--- TEXT UNDER STUDY ---

Special Seminar on Consciousness: Allan Hobson (Harvard)
Course Description
THE BRAIN BASIS OF CONSCIOUS STATES
Within the past fifty years, our knowledge of how the brain controls consciousness has increased exponentially so that we are now in a position to model the brain-mind as a unified system. This course is designed to give the student an historical context combining neuroscience, psychoanalysis, and behaviorism in which to situate the new data and concepts. Special emphasis will be placed upon the development of scientifically rigorous introspection as a necessary part of the synthetic enterprise now facing those who would like to understand consciousness itself. To that end the course will also be a hands-on workshop in the formal analysis of dreams and related mental states.
Subjects to be covered include: the EEG and human sleep lab; comparative animal studies; development and sleep, and brain lesion and stimulation approaches. At the center of the course will be a detailed discussion of the reciprocal interaction and activation-synthesis models of sleep cycle control and dreaming based upon single cell recording studies by Allan Hobson and Robert McCarley. Experimental tests of those models using neuropharmacological and neuroanatomical methods will be described together with the data from formal analysis as described above. Recent advances in brain imaging and neuropsychological studies in humans complement the contemporary attempts at theory building and psychoanalytic revision are considered together with a pathophysiological approach to sleep disorders.

--- MATERIAL SUPPLIED ---

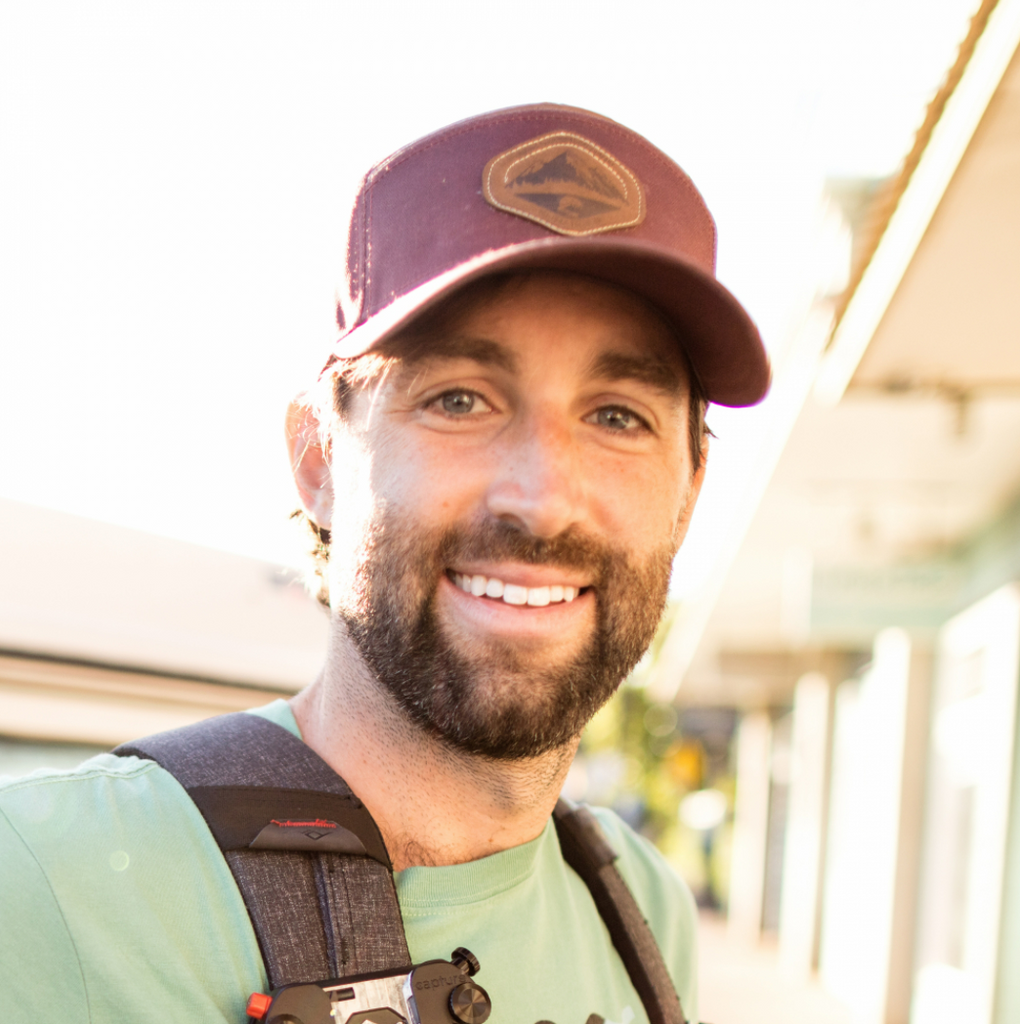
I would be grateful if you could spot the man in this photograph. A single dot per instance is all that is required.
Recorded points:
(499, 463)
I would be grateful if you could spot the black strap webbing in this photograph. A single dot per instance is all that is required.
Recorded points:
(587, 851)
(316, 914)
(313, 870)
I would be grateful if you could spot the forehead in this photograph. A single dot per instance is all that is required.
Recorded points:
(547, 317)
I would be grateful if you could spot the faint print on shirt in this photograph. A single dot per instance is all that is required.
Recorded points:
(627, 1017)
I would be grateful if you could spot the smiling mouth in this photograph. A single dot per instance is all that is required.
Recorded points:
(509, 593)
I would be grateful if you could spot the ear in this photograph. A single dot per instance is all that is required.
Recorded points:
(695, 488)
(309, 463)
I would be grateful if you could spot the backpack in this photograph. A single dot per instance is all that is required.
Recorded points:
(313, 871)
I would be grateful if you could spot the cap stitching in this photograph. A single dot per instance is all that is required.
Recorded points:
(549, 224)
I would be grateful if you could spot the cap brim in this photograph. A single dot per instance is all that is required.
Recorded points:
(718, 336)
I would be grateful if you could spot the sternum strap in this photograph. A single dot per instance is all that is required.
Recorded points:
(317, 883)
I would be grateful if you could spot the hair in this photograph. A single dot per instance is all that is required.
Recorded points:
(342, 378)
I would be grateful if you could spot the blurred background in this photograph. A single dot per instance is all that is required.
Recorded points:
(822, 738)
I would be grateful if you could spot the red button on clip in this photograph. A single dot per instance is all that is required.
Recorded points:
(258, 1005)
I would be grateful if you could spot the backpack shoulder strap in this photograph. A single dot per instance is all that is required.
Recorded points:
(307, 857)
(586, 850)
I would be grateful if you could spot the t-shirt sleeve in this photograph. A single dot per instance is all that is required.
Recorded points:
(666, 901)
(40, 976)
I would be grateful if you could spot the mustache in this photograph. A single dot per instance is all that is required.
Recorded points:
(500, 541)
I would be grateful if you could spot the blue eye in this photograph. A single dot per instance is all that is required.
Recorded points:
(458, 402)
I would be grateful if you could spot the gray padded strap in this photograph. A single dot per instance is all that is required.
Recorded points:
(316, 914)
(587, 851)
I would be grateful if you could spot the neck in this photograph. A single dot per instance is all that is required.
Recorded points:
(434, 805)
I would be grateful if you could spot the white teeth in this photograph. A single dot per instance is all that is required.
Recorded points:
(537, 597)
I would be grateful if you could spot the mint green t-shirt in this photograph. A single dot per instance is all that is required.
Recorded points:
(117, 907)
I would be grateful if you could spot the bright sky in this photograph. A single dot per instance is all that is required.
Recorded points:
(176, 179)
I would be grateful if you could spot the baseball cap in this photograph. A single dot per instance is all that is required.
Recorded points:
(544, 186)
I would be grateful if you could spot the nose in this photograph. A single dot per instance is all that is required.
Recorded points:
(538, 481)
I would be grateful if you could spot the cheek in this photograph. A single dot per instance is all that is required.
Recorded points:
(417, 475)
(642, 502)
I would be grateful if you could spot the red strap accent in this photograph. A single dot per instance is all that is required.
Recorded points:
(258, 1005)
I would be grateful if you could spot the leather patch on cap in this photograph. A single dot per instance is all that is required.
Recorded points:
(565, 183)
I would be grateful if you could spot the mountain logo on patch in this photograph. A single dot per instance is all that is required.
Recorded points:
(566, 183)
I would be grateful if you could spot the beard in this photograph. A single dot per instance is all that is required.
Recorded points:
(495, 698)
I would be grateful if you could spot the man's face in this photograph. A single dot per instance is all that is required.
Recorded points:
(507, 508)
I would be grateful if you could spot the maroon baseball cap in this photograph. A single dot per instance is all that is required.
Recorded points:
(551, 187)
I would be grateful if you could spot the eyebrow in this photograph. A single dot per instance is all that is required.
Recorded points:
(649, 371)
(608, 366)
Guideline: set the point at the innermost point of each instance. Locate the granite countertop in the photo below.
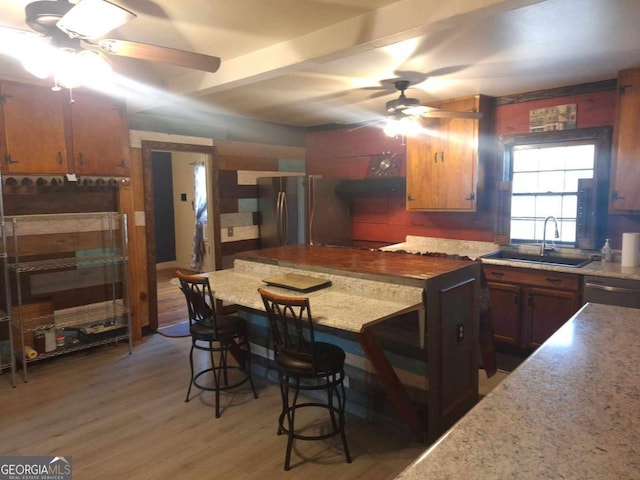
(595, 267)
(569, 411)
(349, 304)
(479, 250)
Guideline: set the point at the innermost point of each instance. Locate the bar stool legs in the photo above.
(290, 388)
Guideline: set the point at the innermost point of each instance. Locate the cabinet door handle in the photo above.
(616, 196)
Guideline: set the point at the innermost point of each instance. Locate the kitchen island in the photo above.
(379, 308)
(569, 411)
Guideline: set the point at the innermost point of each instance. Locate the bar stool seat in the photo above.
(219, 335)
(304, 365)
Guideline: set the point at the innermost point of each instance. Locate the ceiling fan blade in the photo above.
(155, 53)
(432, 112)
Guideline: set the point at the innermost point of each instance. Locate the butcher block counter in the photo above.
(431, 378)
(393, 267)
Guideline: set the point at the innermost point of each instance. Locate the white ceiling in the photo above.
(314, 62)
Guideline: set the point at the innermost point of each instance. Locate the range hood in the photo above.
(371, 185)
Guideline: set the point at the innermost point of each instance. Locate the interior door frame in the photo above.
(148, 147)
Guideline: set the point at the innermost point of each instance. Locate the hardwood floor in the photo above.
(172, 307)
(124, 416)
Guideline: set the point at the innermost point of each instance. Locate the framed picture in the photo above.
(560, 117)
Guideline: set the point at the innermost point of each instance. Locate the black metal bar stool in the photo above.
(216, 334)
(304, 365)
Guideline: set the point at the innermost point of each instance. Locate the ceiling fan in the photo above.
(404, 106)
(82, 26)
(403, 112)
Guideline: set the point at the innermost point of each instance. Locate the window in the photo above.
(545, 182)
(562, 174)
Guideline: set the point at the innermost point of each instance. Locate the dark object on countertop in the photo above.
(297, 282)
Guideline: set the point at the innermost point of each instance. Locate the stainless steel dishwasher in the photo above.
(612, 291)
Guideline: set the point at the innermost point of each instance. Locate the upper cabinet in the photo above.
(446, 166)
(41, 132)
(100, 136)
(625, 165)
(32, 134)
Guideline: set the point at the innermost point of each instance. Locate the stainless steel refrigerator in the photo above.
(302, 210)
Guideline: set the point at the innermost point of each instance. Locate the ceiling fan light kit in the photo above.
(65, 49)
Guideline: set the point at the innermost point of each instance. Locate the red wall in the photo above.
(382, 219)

---

TASKS AND EXERCISES -
a) Can you copy the course description word for word, the stretch from "Subjects to be" through "to sleep disorders."?
b) Can you resume the course description for the seminar on the brain basis of conscious states, starting after its final sentence?

RESPONSES TO THE TASKS -
a)
Subjects to be covered include: the EEG and human sleep lab; comparative animal studies; development and sleep, and brain lesion and stimulation approaches. At the center of the course will be a detailed discussion of the reciprocal interaction and activation-synthesis models of sleep cycle control and dreaming based upon single cell recording studies by Allan Hobson and Robert McCarley. Experimental tests of those models using neuropharmacological and neuroanatomical methods will be described together with the data from formal analysis as described above. Recent advances in brain imaging and neuropsychological studies in humans complement the contemporary attempts at theory building and psychoanalytic revision are considered together with a pathophysiological approach to sleep disorders.

b)
The functional assumption that sleep, dreaming, and waking consciousness are mutually enhancing and adaptive will be explicated throughout the course which will conclude with a review of the fatal effects of sleep deprivation and the beneficial effects of sleep on learning and related wake state activities.
Dates:
Saturday, 14 February
Sunday, 15 February
Times:
To be fixed, probably 10.00-16.00 each day
Participants: max 25
External students: Students outside the Mind and Brain program must register with Annette Winkelmann. Space is limited.
Prerequisites:
- At least introductory level neuroscience and psychology.
- Text: Allan Hobson. Dreaming: An Introduction to Sleep Science. Oxford 2003
Allan Hobson is well known for his dream research (rapid eye movement in sleep). He is Professor of Psychiatry, Emeritus, Harvard Medical School, and Professor, Department of Psychiatry, Beth Israel Deaconess Medical Center.